Отрывок для чтения:
****************

Вскоре произошло важное событие в моей жизни. За выполнение боевых заданий меня наградили орденом Отечественной войны второй степени. И повысили в звании – стал старшим лейтенантом.

Не могу не отметить и взятие в плен 25 немецких офицеров. Когда мы были на территории Польши, одна девочка прибежала из соседней деревни в наш дом, где мы ночевали, и сказала, что в сарае рядом с их домом прячутся немецкие офицеры. Я так тогда и не выяснил, почему они там оказались. Взял шестерых солдат из своего взвода и пошли в ту деревню. Девочка показала мне на сарай (“клуню” – по-польски), где находились немцы, и я, открыв дверь, крикнул: “Хенде хох!” Немцы по мне дали два выстрела. Хочу заметить, что в каких бы я сложных ситуациях не бывал, за всю войну не получил ни одного ранения. И в этот раз пули просвистели мимо моего лица. Поняв, что фрицы вооружены и сдаваться не намерены, я дал команду: “Выкурить их из сарая!” И мои солдаты начали стрелять зажигательными патронами по крыше. Сарай загорелся. И только после этого немцы, задыхаясь дымом, стали выходить из сарая в открытую дверь с поднятыми руками. Отобрали у них оружие и сдали их в распоряжение особого отдела. Там они дали ценные сведения. За это мы были представлены к наградам, но документы на награды куда-то затерялись.

****************

Исходные строки:
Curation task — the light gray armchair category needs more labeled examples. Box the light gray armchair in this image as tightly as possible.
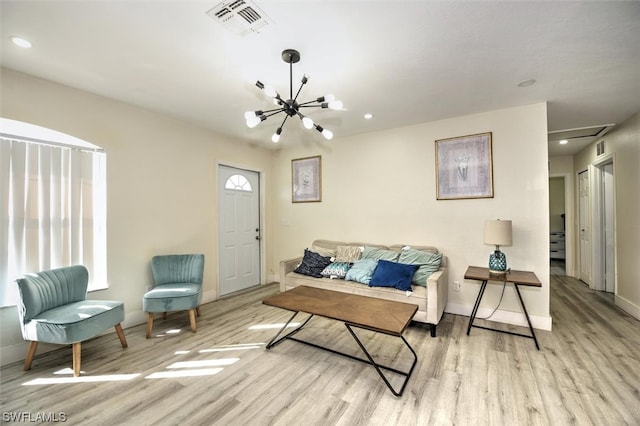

****************

Задания к упражнению:
**1.** Переведите на английский язык предложение из отрывка: «Хочу заметить, что в каких бы я сложных ситуациях не бывал, за всю войну не получил ни одного ранения».
**2.** Каким орденом, согласно отрывку, был награжден автор за выполнение боевых заданий?
**3.** Напишите продолжение отрывка, начав сразу после его последнего предложения.

Ответы по номерам:
**1.** I want to note that no matter what difficult situations I found myself in, I did not receive a single wound during the entire war.

**2.** Орденом Отечественной войны второй степени.

**3.**
День Победы встретил в Дрездене в 14-ом ОРАДе (отдельном разведывательном артиллерийском дивизионе). Там прослужил я до середины августа 1946 года, затем был демобилизован.

После демобилизации заехал в Москву к родному брату Степану Петровичу Петрову, где он работал завкафедрой политэкономии в бронетанковой академии, затем, чтобы вместе с ним сходить в ЦК КПСС и поговорить о моем восстановлении в партии. В ЦК КПСС мне сказали: “Поезжайте домой, устраивайтесь на работу, и там вас с удовольствием примут в члены КПСС!”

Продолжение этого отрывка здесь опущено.